*** Opening of DATA SECTION ***
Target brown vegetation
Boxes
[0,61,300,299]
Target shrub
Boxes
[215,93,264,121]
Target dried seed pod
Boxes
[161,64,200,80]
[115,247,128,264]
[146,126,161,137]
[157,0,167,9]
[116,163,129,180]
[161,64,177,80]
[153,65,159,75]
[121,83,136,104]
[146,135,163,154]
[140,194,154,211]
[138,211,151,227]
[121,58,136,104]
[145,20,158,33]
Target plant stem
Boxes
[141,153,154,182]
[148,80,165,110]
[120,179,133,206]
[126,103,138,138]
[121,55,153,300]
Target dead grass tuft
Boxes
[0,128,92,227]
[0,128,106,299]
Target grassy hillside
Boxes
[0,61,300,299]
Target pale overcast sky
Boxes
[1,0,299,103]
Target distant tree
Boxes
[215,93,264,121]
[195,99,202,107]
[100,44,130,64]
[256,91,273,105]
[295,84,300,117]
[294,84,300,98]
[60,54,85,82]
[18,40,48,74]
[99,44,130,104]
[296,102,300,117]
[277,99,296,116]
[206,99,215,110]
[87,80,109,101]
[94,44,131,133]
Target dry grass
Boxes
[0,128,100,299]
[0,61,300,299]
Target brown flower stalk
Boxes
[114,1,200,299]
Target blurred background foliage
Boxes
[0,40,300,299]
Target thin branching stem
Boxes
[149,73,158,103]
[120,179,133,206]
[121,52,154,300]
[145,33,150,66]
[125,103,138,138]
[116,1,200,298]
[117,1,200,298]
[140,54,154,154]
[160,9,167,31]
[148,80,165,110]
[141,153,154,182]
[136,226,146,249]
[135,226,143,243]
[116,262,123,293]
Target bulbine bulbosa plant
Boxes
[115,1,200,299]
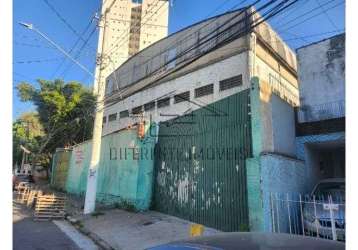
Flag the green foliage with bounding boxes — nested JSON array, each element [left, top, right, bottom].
[[15, 79, 96, 168], [13, 112, 44, 166]]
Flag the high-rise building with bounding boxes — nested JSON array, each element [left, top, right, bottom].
[[100, 0, 169, 79]]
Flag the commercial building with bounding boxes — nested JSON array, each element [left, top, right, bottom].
[[52, 7, 303, 232]]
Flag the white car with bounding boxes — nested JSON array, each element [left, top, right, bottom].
[[303, 178, 345, 241]]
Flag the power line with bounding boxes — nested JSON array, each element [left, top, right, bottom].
[[315, 0, 339, 29], [278, 0, 344, 33], [14, 41, 56, 50], [108, 0, 260, 84], [41, 0, 95, 50], [275, 0, 341, 31], [104, 1, 294, 109], [204, 0, 236, 18], [108, 0, 262, 84], [59, 25, 98, 79], [51, 18, 96, 79], [104, 0, 298, 108], [14, 57, 65, 64], [270, 29, 344, 44], [271, 0, 309, 25], [50, 0, 115, 80]]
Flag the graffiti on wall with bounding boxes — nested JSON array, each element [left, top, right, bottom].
[[74, 149, 84, 166]]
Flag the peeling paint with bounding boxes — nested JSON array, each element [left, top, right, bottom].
[[177, 174, 189, 203], [154, 90, 252, 232]]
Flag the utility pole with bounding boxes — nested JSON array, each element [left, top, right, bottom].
[[84, 0, 115, 214]]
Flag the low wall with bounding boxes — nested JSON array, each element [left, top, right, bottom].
[[51, 149, 72, 191], [246, 153, 306, 232], [52, 124, 157, 211], [260, 153, 306, 232]]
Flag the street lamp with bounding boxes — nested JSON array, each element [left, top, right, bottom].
[[18, 22, 94, 77]]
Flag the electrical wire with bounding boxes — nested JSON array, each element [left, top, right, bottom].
[[270, 0, 309, 25], [104, 0, 298, 109], [14, 57, 65, 64], [275, 0, 342, 31], [42, 0, 96, 50], [278, 0, 344, 33], [48, 0, 115, 79], [107, 0, 261, 86], [315, 0, 339, 29], [59, 25, 98, 79], [51, 18, 96, 79], [14, 41, 56, 50]]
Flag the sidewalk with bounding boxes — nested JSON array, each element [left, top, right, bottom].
[[69, 208, 220, 250]]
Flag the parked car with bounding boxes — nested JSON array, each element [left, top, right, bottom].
[[303, 178, 345, 241], [13, 174, 34, 190], [146, 232, 345, 250]]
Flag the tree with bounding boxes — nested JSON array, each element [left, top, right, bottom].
[[13, 112, 44, 167], [16, 79, 96, 168]]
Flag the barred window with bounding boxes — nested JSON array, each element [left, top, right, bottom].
[[132, 105, 143, 115], [157, 97, 170, 108], [144, 101, 155, 111], [108, 113, 117, 122], [195, 84, 214, 98], [219, 75, 242, 91], [174, 91, 190, 104], [119, 110, 129, 118]]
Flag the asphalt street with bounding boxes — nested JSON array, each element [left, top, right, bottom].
[[13, 201, 82, 250]]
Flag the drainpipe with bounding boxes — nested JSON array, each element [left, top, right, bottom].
[[249, 32, 257, 79]]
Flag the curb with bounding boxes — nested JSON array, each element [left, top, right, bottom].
[[66, 216, 115, 250]]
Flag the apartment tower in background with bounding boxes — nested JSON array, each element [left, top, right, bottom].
[[100, 0, 169, 79]]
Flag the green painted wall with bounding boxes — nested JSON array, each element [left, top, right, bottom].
[[51, 149, 72, 191], [245, 77, 265, 231], [61, 124, 156, 210], [153, 89, 252, 232]]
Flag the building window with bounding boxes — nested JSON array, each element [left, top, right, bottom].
[[120, 110, 129, 118], [219, 74, 243, 91], [103, 116, 107, 124], [108, 113, 117, 122], [195, 84, 214, 98], [157, 97, 170, 108], [132, 105, 143, 115], [174, 91, 190, 104], [144, 101, 155, 111]]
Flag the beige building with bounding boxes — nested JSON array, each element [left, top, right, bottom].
[[100, 0, 169, 79]]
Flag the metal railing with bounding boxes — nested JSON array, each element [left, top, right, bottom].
[[270, 193, 345, 241]]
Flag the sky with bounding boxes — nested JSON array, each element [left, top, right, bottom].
[[13, 0, 345, 119]]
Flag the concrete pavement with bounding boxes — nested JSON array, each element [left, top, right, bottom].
[[70, 208, 220, 250]]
*** Close of DATA SECTION ***
- **PROBLEM TO WORK ON**
Output the records above exactly, from their first line through the line that contains "Target distant tree", and add nothing.

- **WRITTEN RESPONSE**
Target brown vegetation
Boxes
[0,61,300,299]
Target shrub
Boxes
[215,93,264,121]
Target dried seed pod
Boxes
[161,64,200,80]
[115,247,128,264]
[146,126,161,137]
[157,0,167,9]
[116,163,129,180]
[161,64,177,80]
[153,65,159,75]
[121,83,136,104]
[146,135,163,154]
[140,194,154,211]
[138,211,151,227]
[121,58,136,104]
[145,20,158,33]
Target plant stem
Boxes
[141,153,154,182]
[148,80,165,110]
[120,179,133,206]
[126,103,138,138]
[121,55,153,300]
Target dead grass tuft
Boxes
[0,128,92,227]
[0,128,106,299]
Target grassy hillside
Boxes
[0,61,300,299]
Target pale overcast sky
Boxes
[1,0,299,103]
Target distant tree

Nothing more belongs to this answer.